• _Work to complete_: All records are to be retyped faithfully and completely.

━━━━━━━━━━━━━━━━━━━━━━━━━━━━━━

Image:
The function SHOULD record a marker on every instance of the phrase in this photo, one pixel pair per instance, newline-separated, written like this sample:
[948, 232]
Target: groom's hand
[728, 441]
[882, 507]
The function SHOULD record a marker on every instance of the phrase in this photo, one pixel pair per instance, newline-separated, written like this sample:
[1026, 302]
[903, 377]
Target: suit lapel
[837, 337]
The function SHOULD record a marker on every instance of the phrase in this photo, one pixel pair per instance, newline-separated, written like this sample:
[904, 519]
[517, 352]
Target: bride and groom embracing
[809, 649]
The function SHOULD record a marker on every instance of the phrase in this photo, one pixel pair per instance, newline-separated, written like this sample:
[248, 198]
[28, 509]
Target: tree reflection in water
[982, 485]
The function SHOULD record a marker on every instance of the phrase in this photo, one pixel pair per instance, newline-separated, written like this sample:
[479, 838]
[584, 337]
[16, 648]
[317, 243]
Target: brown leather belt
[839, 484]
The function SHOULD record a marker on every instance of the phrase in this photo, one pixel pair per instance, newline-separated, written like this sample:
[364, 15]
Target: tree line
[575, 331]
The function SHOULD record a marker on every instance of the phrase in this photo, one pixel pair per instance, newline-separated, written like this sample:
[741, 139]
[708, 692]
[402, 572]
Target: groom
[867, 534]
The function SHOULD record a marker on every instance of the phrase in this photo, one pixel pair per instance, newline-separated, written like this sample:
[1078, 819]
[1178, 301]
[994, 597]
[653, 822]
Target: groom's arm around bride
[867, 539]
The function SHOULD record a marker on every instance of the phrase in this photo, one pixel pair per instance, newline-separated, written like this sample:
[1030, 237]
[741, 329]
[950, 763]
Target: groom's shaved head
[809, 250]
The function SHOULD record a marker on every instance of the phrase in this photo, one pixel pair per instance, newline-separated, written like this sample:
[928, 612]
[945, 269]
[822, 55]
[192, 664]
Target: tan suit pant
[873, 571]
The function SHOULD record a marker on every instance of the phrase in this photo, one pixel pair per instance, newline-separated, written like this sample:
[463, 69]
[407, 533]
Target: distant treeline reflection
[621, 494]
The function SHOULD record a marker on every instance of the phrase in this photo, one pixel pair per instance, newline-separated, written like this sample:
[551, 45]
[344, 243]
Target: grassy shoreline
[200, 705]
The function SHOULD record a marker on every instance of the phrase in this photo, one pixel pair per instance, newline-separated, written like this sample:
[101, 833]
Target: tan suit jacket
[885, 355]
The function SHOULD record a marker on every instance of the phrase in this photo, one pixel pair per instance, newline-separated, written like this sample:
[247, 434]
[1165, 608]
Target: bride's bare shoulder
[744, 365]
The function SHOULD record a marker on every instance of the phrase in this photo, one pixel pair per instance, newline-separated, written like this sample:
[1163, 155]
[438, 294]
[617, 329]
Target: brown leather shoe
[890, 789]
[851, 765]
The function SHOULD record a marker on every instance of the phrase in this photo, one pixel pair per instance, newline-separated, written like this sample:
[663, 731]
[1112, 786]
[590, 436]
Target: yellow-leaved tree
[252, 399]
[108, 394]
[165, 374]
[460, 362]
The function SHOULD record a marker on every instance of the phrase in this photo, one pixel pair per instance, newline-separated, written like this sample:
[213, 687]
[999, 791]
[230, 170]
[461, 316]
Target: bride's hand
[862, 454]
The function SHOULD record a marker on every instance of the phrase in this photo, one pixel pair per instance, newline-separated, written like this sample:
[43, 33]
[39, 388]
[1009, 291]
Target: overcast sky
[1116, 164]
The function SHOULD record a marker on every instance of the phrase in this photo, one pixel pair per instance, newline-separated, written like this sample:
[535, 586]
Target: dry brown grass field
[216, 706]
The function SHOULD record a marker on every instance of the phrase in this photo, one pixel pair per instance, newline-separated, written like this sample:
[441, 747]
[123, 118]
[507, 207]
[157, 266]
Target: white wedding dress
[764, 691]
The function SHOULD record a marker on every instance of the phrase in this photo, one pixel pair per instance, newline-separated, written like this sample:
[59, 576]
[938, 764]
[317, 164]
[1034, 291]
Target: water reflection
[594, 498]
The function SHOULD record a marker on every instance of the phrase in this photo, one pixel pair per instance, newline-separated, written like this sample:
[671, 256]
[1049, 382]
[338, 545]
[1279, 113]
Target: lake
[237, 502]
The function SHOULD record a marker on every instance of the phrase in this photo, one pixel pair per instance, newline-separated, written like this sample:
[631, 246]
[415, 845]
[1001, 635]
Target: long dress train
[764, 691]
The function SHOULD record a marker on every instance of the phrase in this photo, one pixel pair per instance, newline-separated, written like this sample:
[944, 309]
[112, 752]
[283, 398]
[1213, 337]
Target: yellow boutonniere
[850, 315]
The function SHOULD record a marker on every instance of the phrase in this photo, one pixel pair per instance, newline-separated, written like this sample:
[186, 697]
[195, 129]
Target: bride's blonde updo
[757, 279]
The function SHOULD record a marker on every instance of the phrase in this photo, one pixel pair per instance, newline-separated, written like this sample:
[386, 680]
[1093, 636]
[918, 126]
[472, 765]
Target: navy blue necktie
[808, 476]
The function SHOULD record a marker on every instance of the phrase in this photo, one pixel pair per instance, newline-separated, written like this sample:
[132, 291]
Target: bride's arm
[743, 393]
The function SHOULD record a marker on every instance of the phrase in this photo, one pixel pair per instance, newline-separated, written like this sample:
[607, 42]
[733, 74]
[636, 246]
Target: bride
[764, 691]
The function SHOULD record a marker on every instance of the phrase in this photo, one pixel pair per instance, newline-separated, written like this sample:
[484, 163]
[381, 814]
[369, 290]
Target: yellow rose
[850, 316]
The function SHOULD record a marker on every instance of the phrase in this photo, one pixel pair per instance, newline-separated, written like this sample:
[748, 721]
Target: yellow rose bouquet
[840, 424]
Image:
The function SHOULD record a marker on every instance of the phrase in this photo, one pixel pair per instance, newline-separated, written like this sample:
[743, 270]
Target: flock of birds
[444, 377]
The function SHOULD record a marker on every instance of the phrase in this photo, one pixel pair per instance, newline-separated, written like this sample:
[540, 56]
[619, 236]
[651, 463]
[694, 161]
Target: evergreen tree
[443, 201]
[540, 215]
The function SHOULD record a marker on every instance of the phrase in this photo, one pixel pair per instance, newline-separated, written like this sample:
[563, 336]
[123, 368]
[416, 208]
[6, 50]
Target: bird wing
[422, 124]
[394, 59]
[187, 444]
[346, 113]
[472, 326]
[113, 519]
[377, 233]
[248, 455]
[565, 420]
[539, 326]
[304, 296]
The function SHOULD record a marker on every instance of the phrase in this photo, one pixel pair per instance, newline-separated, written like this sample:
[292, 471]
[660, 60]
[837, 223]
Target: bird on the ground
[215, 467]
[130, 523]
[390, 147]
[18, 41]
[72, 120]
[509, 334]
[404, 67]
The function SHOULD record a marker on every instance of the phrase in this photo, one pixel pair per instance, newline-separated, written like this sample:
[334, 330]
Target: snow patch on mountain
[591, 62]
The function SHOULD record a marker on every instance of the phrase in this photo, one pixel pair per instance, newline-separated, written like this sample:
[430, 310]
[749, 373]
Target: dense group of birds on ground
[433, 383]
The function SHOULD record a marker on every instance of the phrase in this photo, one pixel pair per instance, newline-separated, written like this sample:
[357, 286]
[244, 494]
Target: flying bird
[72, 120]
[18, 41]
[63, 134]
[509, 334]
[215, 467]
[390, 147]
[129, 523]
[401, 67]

━━━━━━━━━━━━━━━━━━━━━━━━━━━━━━

• _Written solution_:
Image:
The function SHOULD record a marker on every instance of the phrase in this photo, one pixel pair per instance, newline-separated, written like this sample:
[948, 232]
Target: groom's hand
[728, 441]
[882, 507]
The function SHOULD record a marker on every instance of the phrase in this photo, one pixel pair per instance, newline-separated, written like this sample:
[1026, 302]
[903, 377]
Target: suit lapel
[837, 337]
The function SHOULD record a marker on every instance of the phrase in this photo, one pixel pair per instance, newline-separated, written like this sample:
[904, 519]
[517, 352]
Target: bride and groom embracing
[809, 649]
The function SHOULD record a marker on every instance of the phrase in this photo, one pixel pair per instance, newline-separated, written like this sample:
[248, 198]
[28, 509]
Target: tree reflection in water
[982, 485]
The function SHOULD record a marker on every instance of the phrase in this photo, one pixel pair per instance, newline-separated, written like this sample:
[479, 838]
[584, 337]
[16, 648]
[317, 243]
Target: brown leather belt
[839, 484]
The function SHOULD record a marker on every instance of the phrase in this photo, one pixel pair per instance, newline-separated, written like this sample:
[364, 15]
Target: tree line
[575, 331]
The function SHOULD record a marker on every instance of the phrase in this photo, one pixel pair per instance, newline-separated, written like this sample:
[741, 139]
[708, 692]
[402, 572]
Target: groom
[867, 534]
The function SHOULD record a marker on every instance of the phrase in this photo, one pixel pair per instance, newline-separated, written like this sample:
[1078, 819]
[1178, 301]
[994, 597]
[653, 822]
Target: groom's arm around bride
[867, 539]
The function SHOULD record a marker on every instance of the phrase in this photo, one pixel pair per instance, newline-separated, written like this sample:
[1030, 237]
[741, 329]
[950, 763]
Target: groom's shaved head
[809, 250]
The function SHOULD record a marker on every instance of the phrase in this photo, one pixel pair per instance, newline-separated, written like this sample:
[928, 612]
[945, 269]
[822, 55]
[192, 664]
Target: tan suit pant
[873, 571]
The function SHOULD record a marker on every instance of the phrase in this photo, one pixel pair per instance, newline-separated, written like this sample:
[463, 69]
[407, 533]
Target: distant treeline reflection
[621, 494]
The function SHOULD record a marker on every instance of the phrase in this photo, one pixel pair per instance, newline-separated, written like this sample:
[551, 45]
[344, 243]
Target: grassy shoreline
[200, 705]
The function SHOULD record a marker on every instance of the phrase in this photo, one pixel pair per instance, newline-separated, written like this sample:
[101, 833]
Target: tan suit jacket
[885, 355]
The function SHOULD record a marker on every instance of the phrase in this photo, one pixel pair per instance, newline-separated, written like this sample:
[247, 434]
[1165, 608]
Target: bride's bare shoulder
[744, 365]
The function SHOULD record a marker on every instance of the phrase in this photo, one pixel pair per instance, newline-separated, written like this sample:
[1163, 155]
[438, 294]
[617, 329]
Target: brown leather shoe
[890, 789]
[851, 765]
The function SHOULD record a marker on every instance of the phrase in this photo, one pixel pair per instance, newline-separated, written like this sample:
[663, 731]
[1112, 786]
[590, 436]
Target: yellow-leaved tree
[252, 399]
[108, 394]
[165, 374]
[460, 362]
The function SHOULD record a marker on every instance of the phrase in this photo, one pixel pair per instance, newline-separated, written like this sample:
[213, 687]
[999, 791]
[230, 170]
[461, 316]
Target: bride's hand
[862, 454]
The function SHOULD record a marker on every instance of the phrase in this photo, one pixel pair per instance, newline-separated, written like this sample:
[43, 33]
[39, 388]
[1009, 291]
Target: overcast sky
[1116, 164]
The function SHOULD record a marker on every instance of the phrase in this photo, one pixel pair per instance, newline-separated, written like this sample:
[535, 586]
Target: dry brown grass field
[216, 706]
The function SHOULD record a marker on every instance of the phrase in this photo, one pixel pair per instance, newline-separated, written like this sample:
[441, 747]
[123, 118]
[507, 207]
[157, 266]
Target: white wedding dress
[764, 691]
The function SHOULD record a marker on every instance of the phrase in this photo, one pixel pair per instance, newline-separated, written like this sample:
[59, 576]
[938, 764]
[317, 164]
[1034, 291]
Target: water reflection
[594, 498]
The function SHOULD record a marker on every instance of the phrase in this photo, one pixel pair per instance, newline-separated, written like this sample:
[671, 256]
[1049, 382]
[338, 545]
[1279, 113]
Target: lake
[237, 502]
The function SHOULD record a marker on every instance of the phrase in this photo, one pixel pair per instance, newline-separated, written like this sample:
[631, 246]
[415, 845]
[1001, 635]
Target: long dress train
[764, 691]
The function SHOULD record a marker on every instance of the phrase in this photo, one pixel pair per instance, newline-separated, written like this sample:
[944, 309]
[112, 752]
[283, 398]
[1213, 337]
Target: yellow boutonniere
[850, 315]
The function SHOULD record a marker on every instance of the phrase in this photo, one pixel pair per instance, newline-separated, written like this sample:
[186, 697]
[195, 129]
Target: bride's blonde updo
[757, 279]
The function SHOULD record a marker on every instance of the phrase in this photo, one pixel pair per instance, newline-separated, written like this sample:
[386, 680]
[1093, 636]
[918, 126]
[472, 765]
Target: navy blue necktie
[808, 476]
The function SHOULD record a marker on every instance of the phrase in this photo, one pixel pair per instance, newline-separated, written like this sample:
[132, 291]
Target: bride's arm
[743, 393]
The function SHOULD record a marker on every instance of the phrase in this photo, one pixel pair per instance, newline-separated, written like this sample:
[607, 42]
[733, 74]
[636, 246]
Target: bride
[764, 691]
The function SHOULD record a marker on every instance of the phrase in this photo, one pixel pair per instance, newline-separated, written like this sample:
[484, 163]
[381, 814]
[369, 290]
Target: yellow rose
[850, 316]
The function SHOULD record a marker on every instance of the phrase in this photo, one pixel pair per instance, newline-separated, written like this sample:
[748, 721]
Target: yellow rose bouquet
[840, 424]
Image:
The function SHOULD record a marker on every instance of the phrase in this photo, one pixel pair per instance, newline-separated, written like this sample:
[743, 270]
Target: flock of birds
[444, 377]
The function SHOULD record a marker on every instance of the phrase in this photo, one pixel pair per instance, newline-separated, written like this sample:
[540, 56]
[619, 236]
[651, 463]
[694, 161]
Target: evergreen tree
[443, 201]
[540, 215]
The function SHOULD record a marker on every instance of the phrase in this photo, one pixel pair per instance, newline-separated, written like this sample:
[563, 336]
[123, 368]
[416, 208]
[6, 50]
Target: bird wing
[422, 124]
[394, 59]
[187, 444]
[346, 113]
[472, 326]
[113, 519]
[377, 233]
[248, 455]
[565, 420]
[539, 326]
[304, 296]
The function SHOULD record a marker on every instance of the phrase in this photo, one pixel pair per instance, newline-separated, written like this sample:
[292, 471]
[660, 60]
[837, 223]
Target: bird on the ground
[215, 467]
[130, 523]
[390, 147]
[18, 41]
[72, 120]
[509, 334]
[404, 67]
The function SHOULD record a marker on every instance of the phrase in this photo, one pixel pair per instance, newline-separated, written like this sample:
[334, 330]
Target: snow patch on mountain
[591, 62]
The function SHOULD record a marker on every instance of the phrase in this photo, one pixel pair per instance, newline-separated, written like this sample:
[430, 310]
[749, 373]
Target: dense group of birds on ground
[433, 383]
The function SHOULD record a marker on every instance of the phrase in this photo, one pixel pair per instance, newline-separated, written like this sample:
[357, 286]
[244, 494]
Target: flying bird
[72, 120]
[18, 41]
[63, 134]
[509, 334]
[215, 467]
[390, 147]
[129, 523]
[401, 67]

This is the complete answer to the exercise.